* _Dataset rows_
— Begin —
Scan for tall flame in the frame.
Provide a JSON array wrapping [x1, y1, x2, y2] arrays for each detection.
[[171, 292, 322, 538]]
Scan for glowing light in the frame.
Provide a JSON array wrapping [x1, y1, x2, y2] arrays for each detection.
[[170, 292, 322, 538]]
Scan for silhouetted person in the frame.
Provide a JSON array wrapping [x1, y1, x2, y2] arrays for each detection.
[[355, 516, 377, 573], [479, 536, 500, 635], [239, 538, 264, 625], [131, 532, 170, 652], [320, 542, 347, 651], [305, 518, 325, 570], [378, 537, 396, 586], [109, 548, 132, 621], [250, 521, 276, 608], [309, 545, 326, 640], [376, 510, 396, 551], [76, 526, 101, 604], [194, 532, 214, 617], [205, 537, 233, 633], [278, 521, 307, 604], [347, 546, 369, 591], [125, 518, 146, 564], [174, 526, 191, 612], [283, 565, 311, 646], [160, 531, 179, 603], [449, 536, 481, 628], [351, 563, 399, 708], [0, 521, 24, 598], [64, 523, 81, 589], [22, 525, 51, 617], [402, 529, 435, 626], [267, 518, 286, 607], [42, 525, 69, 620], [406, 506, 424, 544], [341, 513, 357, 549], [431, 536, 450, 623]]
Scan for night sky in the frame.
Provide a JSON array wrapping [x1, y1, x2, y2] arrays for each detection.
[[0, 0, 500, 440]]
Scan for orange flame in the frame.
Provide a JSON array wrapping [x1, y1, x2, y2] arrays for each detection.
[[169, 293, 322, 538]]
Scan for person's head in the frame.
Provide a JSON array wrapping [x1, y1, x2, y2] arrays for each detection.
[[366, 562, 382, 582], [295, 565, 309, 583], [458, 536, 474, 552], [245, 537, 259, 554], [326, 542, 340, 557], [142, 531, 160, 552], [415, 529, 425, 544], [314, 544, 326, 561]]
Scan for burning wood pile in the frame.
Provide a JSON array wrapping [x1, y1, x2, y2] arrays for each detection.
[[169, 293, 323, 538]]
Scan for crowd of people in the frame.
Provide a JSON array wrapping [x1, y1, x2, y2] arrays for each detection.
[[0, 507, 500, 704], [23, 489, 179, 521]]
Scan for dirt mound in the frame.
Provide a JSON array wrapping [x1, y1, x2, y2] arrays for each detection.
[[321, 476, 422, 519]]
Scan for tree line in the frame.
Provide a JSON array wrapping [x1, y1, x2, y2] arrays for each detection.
— End —
* _Challenge_
Copy out every line above, starting with the line that contains "Scan for glowing light in the frame." and continuing through the last line. Increase each bounding-box coordinate in the answers by 62.

* _Final result_
Scan for glowing light in the frame.
Provide a JSON array wrapping [x1, y1, x2, y2] arrays for each detection.
[[232, 354, 384, 600]]
Scan for silhouetted person in the frame.
Provide a JSON array wrapping [x1, y1, x2, y2] arrays for each detection.
[[417, 578, 439, 635], [541, 598, 562, 697], [301, 600, 326, 687], [193, 594, 232, 714], [382, 604, 409, 713], [367, 580, 387, 632], [440, 599, 458, 648], [171, 610, 194, 683], [312, 583, 338, 670], [371, 607, 388, 702], [438, 572, 458, 613], [138, 588, 163, 666], [256, 594, 276, 679], [267, 599, 295, 695], [340, 583, 369, 666], [409, 608, 431, 653], [187, 580, 208, 626], [236, 588, 253, 674], [345, 627, 373, 708], [222, 593, 241, 665], [511, 598, 543, 690], [413, 625, 461, 770], [62, 583, 86, 660], [126, 585, 143, 651], [84, 587, 113, 679], [464, 591, 497, 688], [329, 580, 348, 669], [104, 587, 131, 682], [468, 568, 486, 606], [403, 575, 419, 611], [493, 598, 512, 685]]
Scan for night sky in the frame.
Provide a JSON array wrapping [x1, y1, x2, y2] arrays for each detection.
[[62, 62, 562, 502]]
Scan for orange flame in the frame.
Provide a JSON array wrapping [x1, y1, x2, y2] arrays for each detection.
[[231, 355, 384, 600]]
Scan for person's head in the frame.
Provide a JSON array wrapping [x1, y1, x2, y2] arrays for each detection.
[[428, 624, 444, 644], [357, 627, 371, 645], [520, 598, 536, 614], [307, 599, 321, 616], [388, 604, 402, 619], [204, 593, 222, 614], [477, 591, 487, 606], [376, 606, 388, 623]]
Scan for burning wood pile in the frame.
Provide a JSON array wrapping [x1, y1, x2, y2] arrays for each detection.
[[231, 355, 385, 600]]
Scan for crowd of people in the frame.
Provide a JSON array wrapping [x1, y1, x2, y2] arrays for each detection.
[[62, 569, 562, 766], [85, 551, 241, 583]]
Scan for dirt mound in the frame.
Provide a JSON array wrapping [x1, y1, x2, y2] arrays for each detection.
[[383, 538, 484, 581]]
Scan for tree line in the frame.
Provide a JSON array wrapping [x1, y1, x2, y2] arrays for each detection.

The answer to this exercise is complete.